Task directions
Lay out the stretch of data from the line containing "Locate the rear" through the end of the data as a two-column CSV with the header columns request and answer, one row per request. Put each request and its answer in a single quoted field, replacing any line breaks with spaces.

Data from a pointing set
----------------

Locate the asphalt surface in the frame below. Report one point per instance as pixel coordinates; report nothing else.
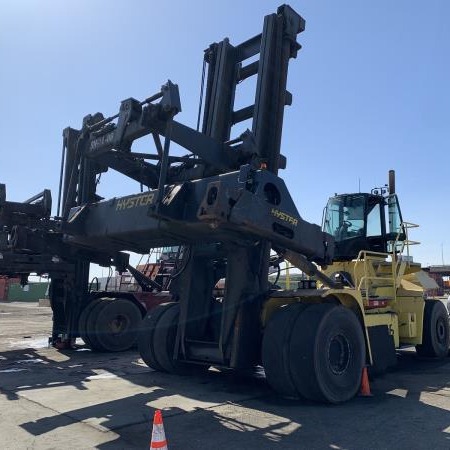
(81, 400)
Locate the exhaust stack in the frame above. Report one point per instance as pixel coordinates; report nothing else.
(392, 182)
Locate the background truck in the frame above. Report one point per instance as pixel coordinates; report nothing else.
(224, 204)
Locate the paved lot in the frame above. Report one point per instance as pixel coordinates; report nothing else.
(55, 400)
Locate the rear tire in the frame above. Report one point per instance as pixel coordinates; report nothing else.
(146, 343)
(275, 349)
(436, 335)
(117, 325)
(91, 324)
(327, 353)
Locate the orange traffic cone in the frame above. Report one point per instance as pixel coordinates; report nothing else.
(158, 436)
(365, 386)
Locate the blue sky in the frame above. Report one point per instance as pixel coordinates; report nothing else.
(371, 91)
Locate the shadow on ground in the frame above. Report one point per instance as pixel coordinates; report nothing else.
(409, 409)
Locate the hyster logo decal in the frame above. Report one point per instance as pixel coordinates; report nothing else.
(133, 202)
(283, 216)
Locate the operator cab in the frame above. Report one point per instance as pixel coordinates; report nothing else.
(362, 221)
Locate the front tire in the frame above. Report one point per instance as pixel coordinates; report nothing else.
(327, 353)
(436, 333)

----------------

Answer for this exercise
request,answer
"Locate the rear tire in the frame above. Report one point per instance as pixel coordinates; report nothing else.","(146, 343) (275, 349) (436, 335) (117, 325) (91, 324) (327, 353)"
"Locate the orange traffic cone in the frame above. Report one point per instance as pixel coordinates; report nothing else.","(158, 436) (365, 386)"
"Locate the blue sky in the frame above. Report one point per instance as pixel coordinates; report nothing else.","(371, 91)"
"Locate the shadow on ground in the frame above. Report one point per instance as pixel coordinates; report nothing else.","(409, 409)"
"Locate the hyster logo decal in the frame above. Report one point per instance as pixel coordinates; report nothing else.","(133, 202) (283, 216)"
"Locate the operator cab in the frame above. Report one point per instance as pixel coordinates; report nothing else.","(362, 221)"
"Locate the front tire in the frame above. Report one point per instance as pixel coordinates; report nothing else.","(327, 353) (436, 333)"